Below are records; transcribe only the line with "Return one point per instance of the shrub" and those after it, through the last line, without any change.
=== RECORDS FOR THIS EXERCISE ===
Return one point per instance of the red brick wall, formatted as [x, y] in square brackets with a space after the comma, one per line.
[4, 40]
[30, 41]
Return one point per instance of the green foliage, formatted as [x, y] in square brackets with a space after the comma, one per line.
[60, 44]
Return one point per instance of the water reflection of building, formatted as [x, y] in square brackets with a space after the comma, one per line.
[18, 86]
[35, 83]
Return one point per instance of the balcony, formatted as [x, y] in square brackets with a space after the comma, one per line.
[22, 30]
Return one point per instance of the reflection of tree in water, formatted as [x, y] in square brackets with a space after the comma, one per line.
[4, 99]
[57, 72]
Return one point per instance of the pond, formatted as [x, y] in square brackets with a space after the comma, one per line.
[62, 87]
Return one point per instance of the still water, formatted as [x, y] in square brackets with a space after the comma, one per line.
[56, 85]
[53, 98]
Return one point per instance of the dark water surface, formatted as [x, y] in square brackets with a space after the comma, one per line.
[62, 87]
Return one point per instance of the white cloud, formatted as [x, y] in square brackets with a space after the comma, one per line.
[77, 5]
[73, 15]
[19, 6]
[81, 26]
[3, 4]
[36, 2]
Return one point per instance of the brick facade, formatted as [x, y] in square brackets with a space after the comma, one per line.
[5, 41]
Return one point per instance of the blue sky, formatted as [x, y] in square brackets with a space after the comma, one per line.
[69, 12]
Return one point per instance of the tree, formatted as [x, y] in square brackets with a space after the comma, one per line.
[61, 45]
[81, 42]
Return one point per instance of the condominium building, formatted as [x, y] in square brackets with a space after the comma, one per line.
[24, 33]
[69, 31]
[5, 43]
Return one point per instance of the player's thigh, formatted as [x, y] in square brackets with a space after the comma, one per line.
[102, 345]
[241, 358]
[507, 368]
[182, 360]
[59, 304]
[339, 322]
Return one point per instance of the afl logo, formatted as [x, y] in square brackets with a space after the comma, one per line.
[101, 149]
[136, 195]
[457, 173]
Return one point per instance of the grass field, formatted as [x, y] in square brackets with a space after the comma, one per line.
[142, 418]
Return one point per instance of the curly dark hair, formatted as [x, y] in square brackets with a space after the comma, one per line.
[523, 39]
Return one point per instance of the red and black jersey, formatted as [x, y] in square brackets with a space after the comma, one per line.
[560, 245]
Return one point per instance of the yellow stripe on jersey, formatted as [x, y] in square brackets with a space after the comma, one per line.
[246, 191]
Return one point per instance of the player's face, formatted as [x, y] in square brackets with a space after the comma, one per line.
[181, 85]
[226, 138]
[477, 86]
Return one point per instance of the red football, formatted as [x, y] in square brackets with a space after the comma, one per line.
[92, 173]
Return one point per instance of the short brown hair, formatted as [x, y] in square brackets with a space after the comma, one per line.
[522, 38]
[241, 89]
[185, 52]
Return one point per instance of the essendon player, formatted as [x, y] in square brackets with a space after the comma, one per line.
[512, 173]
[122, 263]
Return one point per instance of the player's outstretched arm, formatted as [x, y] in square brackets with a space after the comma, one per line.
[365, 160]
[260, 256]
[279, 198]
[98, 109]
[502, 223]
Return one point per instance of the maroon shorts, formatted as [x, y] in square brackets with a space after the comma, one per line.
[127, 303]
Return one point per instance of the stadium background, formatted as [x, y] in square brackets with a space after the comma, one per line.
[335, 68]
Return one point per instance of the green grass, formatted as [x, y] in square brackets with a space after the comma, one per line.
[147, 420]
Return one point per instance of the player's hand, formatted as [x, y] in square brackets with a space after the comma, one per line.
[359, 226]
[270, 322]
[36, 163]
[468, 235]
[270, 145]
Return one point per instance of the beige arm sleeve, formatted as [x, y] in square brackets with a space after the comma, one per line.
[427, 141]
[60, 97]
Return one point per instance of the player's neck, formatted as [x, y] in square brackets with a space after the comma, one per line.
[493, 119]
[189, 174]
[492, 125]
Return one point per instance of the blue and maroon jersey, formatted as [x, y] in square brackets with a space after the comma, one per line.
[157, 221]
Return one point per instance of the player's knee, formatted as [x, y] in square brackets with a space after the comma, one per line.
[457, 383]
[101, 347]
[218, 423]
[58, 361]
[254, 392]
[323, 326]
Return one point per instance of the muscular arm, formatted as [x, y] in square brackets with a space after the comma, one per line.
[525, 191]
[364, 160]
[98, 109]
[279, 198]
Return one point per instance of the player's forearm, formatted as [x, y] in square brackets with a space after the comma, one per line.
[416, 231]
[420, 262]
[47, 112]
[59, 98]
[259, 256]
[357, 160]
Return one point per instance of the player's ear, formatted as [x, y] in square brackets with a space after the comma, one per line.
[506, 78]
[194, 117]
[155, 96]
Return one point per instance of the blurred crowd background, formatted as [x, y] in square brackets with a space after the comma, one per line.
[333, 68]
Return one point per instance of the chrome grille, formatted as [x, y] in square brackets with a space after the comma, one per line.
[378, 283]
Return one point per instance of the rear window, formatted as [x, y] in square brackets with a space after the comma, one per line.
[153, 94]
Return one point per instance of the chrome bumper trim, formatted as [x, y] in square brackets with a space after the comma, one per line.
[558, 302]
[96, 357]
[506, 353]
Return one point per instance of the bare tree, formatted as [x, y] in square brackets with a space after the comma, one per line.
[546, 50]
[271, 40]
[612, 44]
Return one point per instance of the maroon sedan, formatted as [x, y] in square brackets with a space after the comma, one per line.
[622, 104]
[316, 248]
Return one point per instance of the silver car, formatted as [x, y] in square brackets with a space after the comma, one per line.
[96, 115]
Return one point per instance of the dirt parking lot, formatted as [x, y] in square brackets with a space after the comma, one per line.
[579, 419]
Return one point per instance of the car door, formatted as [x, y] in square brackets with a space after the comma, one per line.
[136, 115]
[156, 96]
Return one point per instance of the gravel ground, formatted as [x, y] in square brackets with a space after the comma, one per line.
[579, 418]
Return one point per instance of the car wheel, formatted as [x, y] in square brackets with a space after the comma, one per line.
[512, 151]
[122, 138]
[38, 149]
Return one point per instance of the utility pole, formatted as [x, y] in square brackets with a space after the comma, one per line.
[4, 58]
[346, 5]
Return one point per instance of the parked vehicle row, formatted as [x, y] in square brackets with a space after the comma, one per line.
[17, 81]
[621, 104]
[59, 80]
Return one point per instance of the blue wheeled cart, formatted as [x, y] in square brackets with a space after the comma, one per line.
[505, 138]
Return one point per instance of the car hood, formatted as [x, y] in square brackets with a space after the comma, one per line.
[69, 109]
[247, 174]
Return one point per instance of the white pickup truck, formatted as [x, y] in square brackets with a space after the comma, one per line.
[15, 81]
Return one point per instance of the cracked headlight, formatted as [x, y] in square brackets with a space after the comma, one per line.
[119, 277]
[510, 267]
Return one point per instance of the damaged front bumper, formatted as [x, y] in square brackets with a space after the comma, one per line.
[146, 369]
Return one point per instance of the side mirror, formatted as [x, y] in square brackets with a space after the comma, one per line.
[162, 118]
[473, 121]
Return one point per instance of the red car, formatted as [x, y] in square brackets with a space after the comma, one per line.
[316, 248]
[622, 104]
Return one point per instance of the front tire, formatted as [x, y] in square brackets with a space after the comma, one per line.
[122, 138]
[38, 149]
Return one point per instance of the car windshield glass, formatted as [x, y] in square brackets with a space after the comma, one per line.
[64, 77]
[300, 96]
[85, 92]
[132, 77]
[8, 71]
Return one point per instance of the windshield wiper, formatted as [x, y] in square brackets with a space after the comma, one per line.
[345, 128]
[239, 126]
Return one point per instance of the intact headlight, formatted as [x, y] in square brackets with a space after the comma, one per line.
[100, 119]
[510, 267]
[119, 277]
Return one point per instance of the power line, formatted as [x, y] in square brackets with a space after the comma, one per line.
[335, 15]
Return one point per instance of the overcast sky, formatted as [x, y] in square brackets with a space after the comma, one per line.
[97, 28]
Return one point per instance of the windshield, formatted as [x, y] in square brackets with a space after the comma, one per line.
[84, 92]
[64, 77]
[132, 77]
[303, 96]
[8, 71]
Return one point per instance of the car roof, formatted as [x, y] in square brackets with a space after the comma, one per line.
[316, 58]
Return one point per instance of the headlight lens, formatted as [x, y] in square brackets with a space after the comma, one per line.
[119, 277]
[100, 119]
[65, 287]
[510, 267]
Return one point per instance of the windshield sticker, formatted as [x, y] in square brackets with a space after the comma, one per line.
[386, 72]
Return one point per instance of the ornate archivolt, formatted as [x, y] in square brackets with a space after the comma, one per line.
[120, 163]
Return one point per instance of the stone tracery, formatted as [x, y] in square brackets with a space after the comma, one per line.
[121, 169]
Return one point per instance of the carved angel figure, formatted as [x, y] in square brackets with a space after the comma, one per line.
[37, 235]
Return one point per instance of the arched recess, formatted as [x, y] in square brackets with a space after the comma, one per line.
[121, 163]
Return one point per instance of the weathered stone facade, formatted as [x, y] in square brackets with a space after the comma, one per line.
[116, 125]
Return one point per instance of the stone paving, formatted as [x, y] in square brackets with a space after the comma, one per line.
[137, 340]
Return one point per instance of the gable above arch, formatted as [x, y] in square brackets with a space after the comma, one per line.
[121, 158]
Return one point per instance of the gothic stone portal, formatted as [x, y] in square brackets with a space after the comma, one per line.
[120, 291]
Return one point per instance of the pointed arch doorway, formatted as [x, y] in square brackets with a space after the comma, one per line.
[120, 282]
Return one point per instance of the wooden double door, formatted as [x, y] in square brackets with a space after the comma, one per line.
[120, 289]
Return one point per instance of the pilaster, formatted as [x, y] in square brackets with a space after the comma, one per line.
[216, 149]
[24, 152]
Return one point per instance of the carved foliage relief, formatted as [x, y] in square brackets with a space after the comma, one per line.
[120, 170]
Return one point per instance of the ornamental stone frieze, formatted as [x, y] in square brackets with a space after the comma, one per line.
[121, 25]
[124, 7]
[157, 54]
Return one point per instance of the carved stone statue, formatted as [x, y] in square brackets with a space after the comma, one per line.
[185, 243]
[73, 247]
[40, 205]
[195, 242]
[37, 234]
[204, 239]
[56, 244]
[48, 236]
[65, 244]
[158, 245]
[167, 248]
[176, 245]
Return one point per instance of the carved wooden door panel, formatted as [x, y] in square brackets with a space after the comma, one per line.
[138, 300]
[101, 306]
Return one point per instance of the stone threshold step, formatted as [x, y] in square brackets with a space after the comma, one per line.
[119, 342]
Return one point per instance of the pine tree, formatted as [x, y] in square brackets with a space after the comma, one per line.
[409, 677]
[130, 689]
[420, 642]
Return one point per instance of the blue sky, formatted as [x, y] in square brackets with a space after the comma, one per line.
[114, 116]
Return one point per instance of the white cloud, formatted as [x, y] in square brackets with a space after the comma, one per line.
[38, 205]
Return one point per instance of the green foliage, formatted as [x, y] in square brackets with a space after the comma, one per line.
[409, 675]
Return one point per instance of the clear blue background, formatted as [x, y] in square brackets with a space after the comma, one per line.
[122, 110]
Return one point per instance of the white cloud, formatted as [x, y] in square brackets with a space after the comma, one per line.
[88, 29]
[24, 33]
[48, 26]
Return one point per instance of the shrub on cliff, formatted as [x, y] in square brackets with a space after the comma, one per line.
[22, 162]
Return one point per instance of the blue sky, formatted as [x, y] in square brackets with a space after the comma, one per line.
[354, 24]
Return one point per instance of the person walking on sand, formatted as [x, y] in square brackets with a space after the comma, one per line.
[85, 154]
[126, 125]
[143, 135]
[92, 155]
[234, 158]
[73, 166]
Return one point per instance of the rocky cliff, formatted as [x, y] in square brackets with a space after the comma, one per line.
===
* **WRITTEN RESPONSE**
Return one point per instance of the shrub on cliff, formatted as [x, y] in square brackets with a space after the comma, one per line.
[22, 162]
Return one point per instance of the blue sky, formatted as [x, y] in square brackets with a space after the comma, one per line.
[354, 24]
Return one point per instance of the person walking on sand, formatted as [x, y] in square brackets with a space after the comma, one per line.
[85, 154]
[126, 125]
[143, 135]
[92, 155]
[234, 158]
[73, 166]
Return one point per instance of the rocky cliff, formatted as [x, y] in square brackets with a space after the comma, one per line.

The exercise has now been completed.